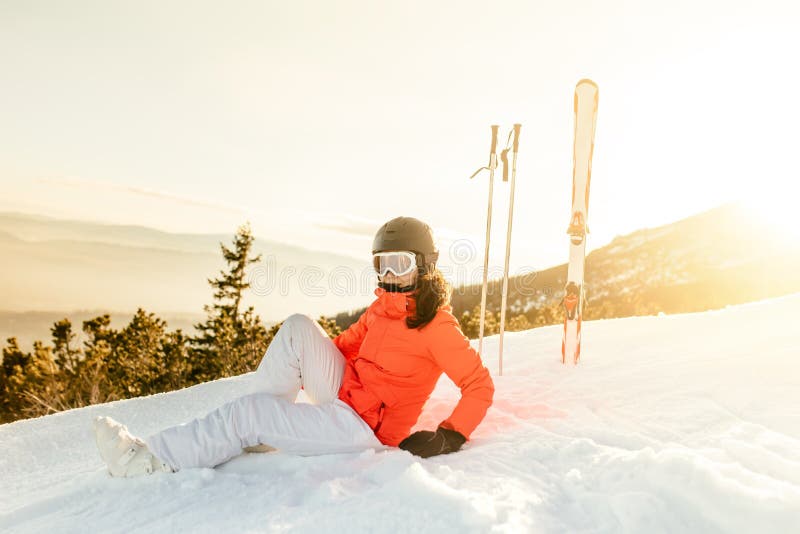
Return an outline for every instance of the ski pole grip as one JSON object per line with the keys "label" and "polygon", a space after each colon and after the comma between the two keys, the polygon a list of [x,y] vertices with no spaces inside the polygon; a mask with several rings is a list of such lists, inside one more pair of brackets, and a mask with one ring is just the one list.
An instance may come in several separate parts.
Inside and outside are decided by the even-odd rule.
{"label": "ski pole grip", "polygon": [[521,128],[521,124],[514,125],[514,154],[519,152],[519,131]]}
{"label": "ski pole grip", "polygon": [[499,129],[500,126],[497,124],[492,124],[492,148],[489,150],[489,158],[497,153],[497,130]]}

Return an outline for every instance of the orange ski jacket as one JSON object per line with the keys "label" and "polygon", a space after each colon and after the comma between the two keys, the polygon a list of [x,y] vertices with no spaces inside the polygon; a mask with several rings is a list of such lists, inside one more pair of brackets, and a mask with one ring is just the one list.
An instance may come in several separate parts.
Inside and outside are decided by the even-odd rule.
{"label": "orange ski jacket", "polygon": [[492,404],[494,383],[461,332],[450,305],[420,328],[408,328],[416,300],[410,293],[376,288],[378,297],[333,342],[347,360],[339,398],[350,405],[385,445],[408,437],[444,372],[461,388],[441,426],[469,439]]}

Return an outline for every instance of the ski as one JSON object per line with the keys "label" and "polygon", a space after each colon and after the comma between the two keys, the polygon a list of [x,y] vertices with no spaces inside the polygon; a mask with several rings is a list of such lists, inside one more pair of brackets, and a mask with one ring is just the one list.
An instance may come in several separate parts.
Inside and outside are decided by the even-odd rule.
{"label": "ski", "polygon": [[569,361],[577,365],[581,356],[581,322],[585,301],[583,271],[598,94],[597,84],[591,80],[581,80],[575,86],[572,210],[567,229],[570,241],[569,264],[564,287],[564,337],[561,341],[561,362],[565,364]]}

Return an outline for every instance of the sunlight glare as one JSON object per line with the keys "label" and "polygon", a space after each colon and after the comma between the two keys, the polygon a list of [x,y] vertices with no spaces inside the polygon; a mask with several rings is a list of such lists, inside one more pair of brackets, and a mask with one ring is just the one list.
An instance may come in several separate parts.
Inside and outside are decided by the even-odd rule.
{"label": "sunlight glare", "polygon": [[797,220],[797,196],[800,187],[793,185],[780,193],[758,194],[742,200],[742,205],[759,221],[781,238],[800,245],[800,224]]}

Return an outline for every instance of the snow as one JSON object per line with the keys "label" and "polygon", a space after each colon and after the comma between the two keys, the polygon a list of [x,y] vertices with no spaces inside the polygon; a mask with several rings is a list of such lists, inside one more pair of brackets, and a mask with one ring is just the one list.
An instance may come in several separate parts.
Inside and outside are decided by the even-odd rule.
{"label": "snow", "polygon": [[[2,425],[0,531],[800,532],[798,308],[800,294],[587,322],[577,367],[558,326],[506,333],[486,419],[428,460],[276,452],[108,476],[95,415],[145,436],[236,397],[242,377]],[[443,378],[418,427],[457,398]]]}

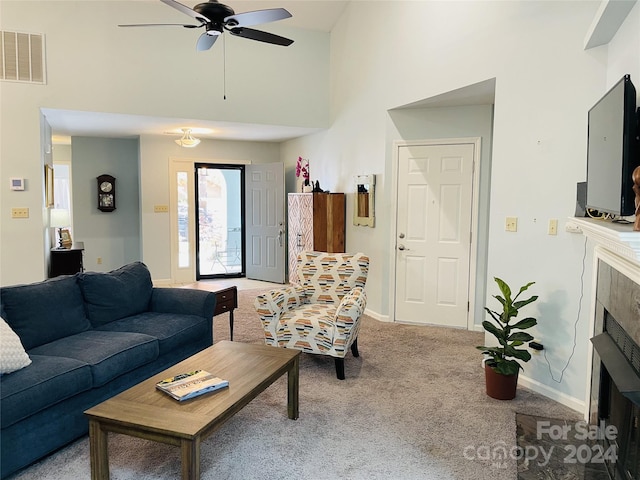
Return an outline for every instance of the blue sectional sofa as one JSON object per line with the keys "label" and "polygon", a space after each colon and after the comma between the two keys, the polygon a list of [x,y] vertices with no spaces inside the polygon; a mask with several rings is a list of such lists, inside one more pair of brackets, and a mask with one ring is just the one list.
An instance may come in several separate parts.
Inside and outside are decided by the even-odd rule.
{"label": "blue sectional sofa", "polygon": [[154,288],[136,262],[0,288],[31,363],[0,376],[2,478],[85,435],[83,412],[212,345],[215,294]]}

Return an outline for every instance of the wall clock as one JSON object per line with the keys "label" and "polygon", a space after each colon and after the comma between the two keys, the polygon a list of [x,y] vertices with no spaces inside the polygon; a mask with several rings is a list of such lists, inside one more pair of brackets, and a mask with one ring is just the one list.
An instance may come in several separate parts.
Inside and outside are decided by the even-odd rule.
{"label": "wall clock", "polygon": [[116,209],[116,179],[111,175],[98,178],[98,210],[113,212]]}

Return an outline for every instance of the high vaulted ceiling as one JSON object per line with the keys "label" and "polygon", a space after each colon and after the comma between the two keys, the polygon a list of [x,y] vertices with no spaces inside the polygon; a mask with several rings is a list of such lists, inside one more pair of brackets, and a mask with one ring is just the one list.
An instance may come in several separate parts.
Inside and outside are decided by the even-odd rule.
{"label": "high vaulted ceiling", "polygon": [[[198,2],[181,0],[180,3],[192,7]],[[267,8],[286,8],[292,14],[291,18],[286,19],[288,27],[330,32],[349,2],[344,0],[229,0],[221,3],[228,3],[237,13]],[[167,18],[167,21],[173,21],[174,18],[168,7]],[[132,20],[131,23],[137,23],[137,20]],[[68,143],[71,136],[127,138],[139,135],[174,134],[178,138],[180,127],[183,126],[193,127],[197,129],[196,131],[202,132],[196,135],[200,138],[270,142],[281,142],[308,135],[317,130],[59,109],[43,109],[43,113],[52,127],[54,143]]]}

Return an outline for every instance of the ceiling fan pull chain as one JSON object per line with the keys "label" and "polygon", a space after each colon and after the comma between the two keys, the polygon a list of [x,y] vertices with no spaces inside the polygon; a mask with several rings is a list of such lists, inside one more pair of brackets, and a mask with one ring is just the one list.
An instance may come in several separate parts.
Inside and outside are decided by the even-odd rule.
{"label": "ceiling fan pull chain", "polygon": [[227,99],[227,41],[222,38],[222,97]]}

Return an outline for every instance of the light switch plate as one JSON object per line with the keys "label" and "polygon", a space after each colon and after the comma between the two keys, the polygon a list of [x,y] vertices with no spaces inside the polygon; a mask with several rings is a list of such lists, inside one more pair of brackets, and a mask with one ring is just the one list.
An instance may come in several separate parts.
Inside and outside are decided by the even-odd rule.
{"label": "light switch plate", "polygon": [[12,208],[11,218],[29,218],[29,209],[26,207]]}

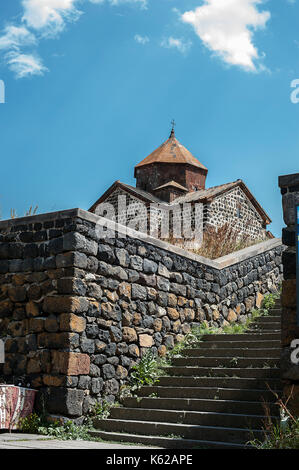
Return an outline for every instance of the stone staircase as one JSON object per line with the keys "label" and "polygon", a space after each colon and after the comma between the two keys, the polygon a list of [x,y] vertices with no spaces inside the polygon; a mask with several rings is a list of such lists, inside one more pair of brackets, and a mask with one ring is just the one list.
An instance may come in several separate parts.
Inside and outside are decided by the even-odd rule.
{"label": "stone staircase", "polygon": [[[279,419],[280,301],[244,334],[206,335],[166,367],[157,385],[126,398],[94,436],[163,448],[244,448],[263,439],[263,402]],[[268,386],[267,386],[268,384]]]}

Required work:
The data above should be returned in full, exactly as written, apart from its images.

Written response:
Return an outline for every instance of the ski pole grip as one JSON object per line with the keys "label" and "polygon", a space after each colon and after the comma between the two keys, the polygon a list of [x,y] vertices with no spaces inside the polygon; a mask with several rings is a list of such lists, inside one more pair of brackets, and a mask with one ring is just the one list.
An instance may come in several separate parts.
Inside and outside are decided by the even-odd rule.
{"label": "ski pole grip", "polygon": [[521,128],[521,124],[514,125],[514,154],[519,152],[519,131]]}
{"label": "ski pole grip", "polygon": [[499,129],[500,126],[497,124],[492,124],[492,148],[489,150],[489,158],[497,153],[497,130]]}

Return an outline for every instance of the orange ski jacket as one JSON object per line with the keys "label" and "polygon", a space after each colon and after the comma between the two keys, the polygon a list of [x,y] vertices with no spaces inside the polygon; a mask with several rings is a list of such lists, inside one more pair of brackets, and a mask with one ring is just the one list.
An instance may come in several separate parts.
Inside and outside are decided by the even-odd rule.
{"label": "orange ski jacket", "polygon": [[492,404],[494,383],[461,332],[450,305],[420,328],[408,328],[416,300],[410,293],[376,288],[378,297],[333,342],[347,360],[339,398],[350,405],[385,445],[408,437],[444,372],[461,388],[441,426],[469,439]]}

Return an outline for every instance of the ski as one JSON object per line with the keys "label" and "polygon", a space after each colon and after the comma between the two keys, the polygon a list of [x,y] vertices with no spaces inside the polygon; a mask with several rings is a list of such lists, inside one more pair of brackets, and a mask with one ring is just the one list.
An instance may come in several separate parts.
Inside and outside are decided by the even-odd rule.
{"label": "ski", "polygon": [[569,361],[577,365],[581,356],[581,322],[585,301],[583,271],[598,94],[597,84],[591,80],[581,80],[575,86],[572,210],[567,229],[570,241],[569,264],[564,287],[564,337],[561,341],[561,362],[565,364]]}

Return an outline for every instance of the sunlight glare as one JSON object per line with the keys "label" and "polygon", a space after each colon and after the comma between the two keys, the polygon a list of [x,y] vertices with no spaces inside the polygon; a mask with several rings is a list of such lists, inside one more pair of brackets, and a mask with one ring is just the one list.
An instance may come in several separate parts.
Inside and outside are decided by the even-odd rule.
{"label": "sunlight glare", "polygon": [[797,220],[797,196],[800,187],[793,185],[780,193],[758,194],[742,200],[742,205],[759,221],[781,238],[800,245],[800,224]]}

Return an outline for every instance of the snow as one JSON object per line with the keys "label" and "polygon", a space after each colon and after the comma between the two keys, the polygon a list of [x,y] vertices with no spaces inside the polygon; a mask with several rings is a list of such lists, inside one more pair of brackets, and a mask with one ring is just the one list.
An instance may come in several separate parts.
Inside and outside are decided by the even-odd rule.
{"label": "snow", "polygon": [[[2,425],[0,531],[800,532],[798,308],[800,294],[587,322],[577,367],[558,326],[506,333],[486,419],[428,460],[276,452],[108,476],[95,415],[145,436],[236,397],[242,377]],[[443,378],[418,427],[457,398]]]}

Return an outline for every instance of the blue sectional sofa as one JSON object per line with the keys "label" and "polygon", a space after each colon and after the comma between the two keys, the polygon a list of [x,y] vertices with no spaces inside the polygon; a mask with several rings is a list of such lists, inside one more pair of brackets, and a mask with one ring is just the one list.
An instance may come in several separate parts.
Inside and outside are decided by the even-odd rule.
{"label": "blue sectional sofa", "polygon": [[154,288],[136,262],[0,288],[31,363],[0,376],[2,478],[85,435],[83,412],[212,345],[215,294]]}

Return an outline for every instance of the wall clock as one JSON object per line with the keys "label" and "polygon", a space after each colon and after the comma between the two keys, the polygon a list of [x,y] vertices with no spaces inside the polygon; a mask with several rings is a list of such lists, inside one more pair of brackets, and a mask with one ring is just the one list.
An instance may come in several separate parts.
Inside and outside are decided by the even-odd rule.
{"label": "wall clock", "polygon": [[116,209],[116,179],[111,175],[98,178],[98,210],[113,212]]}

Return an outline for every instance of the high vaulted ceiling as one JSON object per line with the keys "label" and "polygon", a space after each colon and after the comma between the two keys, the polygon a list of [x,y] vertices with no spaces inside the polygon; a mask with several rings is a list of such lists, inside one more pair of brackets, and a mask with one ring is just the one list.
An instance may come in several separate parts.
Inside and outside are decided by the even-odd rule.
{"label": "high vaulted ceiling", "polygon": [[[198,2],[181,0],[180,3],[192,7]],[[267,8],[286,8],[292,14],[291,18],[286,19],[288,27],[330,32],[349,2],[344,0],[229,0],[221,3],[228,3],[237,13]],[[167,18],[167,21],[173,21],[174,18],[168,7]],[[132,20],[131,23],[137,23],[137,20]],[[68,143],[71,136],[127,138],[139,135],[174,134],[178,138],[180,127],[183,126],[193,127],[197,129],[196,131],[202,132],[196,135],[200,138],[270,142],[281,142],[308,135],[317,130],[59,109],[43,109],[43,113],[52,127],[54,143]]]}

Return an outline for every instance of the ceiling fan pull chain as one JSON object per line with the keys "label" and "polygon", a space after each colon and after the comma between the two keys, the polygon a list of [x,y] vertices with no spaces inside the polygon; a mask with several rings is a list of such lists, inside one more pair of brackets, and a mask with one ring is just the one list.
An instance may come in several separate parts.
Inside and outside are decided by the even-odd rule.
{"label": "ceiling fan pull chain", "polygon": [[227,99],[227,41],[222,38],[222,97]]}

Return an outline for every instance of the light switch plate as one JSON object per line with the keys "label" and "polygon", a space after each colon and after the comma between the two keys, the polygon a list of [x,y] vertices with no spaces inside the polygon; a mask with several rings is a list of such lists, inside one more pair of brackets, and a mask with one ring is just the one list.
An instance may come in several separate parts.
Inside and outside are decided by the even-odd rule.
{"label": "light switch plate", "polygon": [[12,208],[11,218],[29,218],[29,209],[26,207]]}

Return an outline for every instance of the stone staircase as one JSON object per line with the keys "label" and "polygon", a space after each colon and after the comma between the two keys, the polygon a list of [x,y] vertices with no spaces inside the polygon; a mask with several rings is a list of such lists, inside one more pair of brackets, and a mask with one ring is just the one list.
An instance may come in several separate parts.
Inside and outside are decided by the even-odd rule.
{"label": "stone staircase", "polygon": [[[279,419],[280,301],[244,334],[206,335],[166,367],[157,385],[126,398],[94,436],[163,448],[244,448],[263,439],[263,402]],[[268,386],[267,386],[268,384]]]}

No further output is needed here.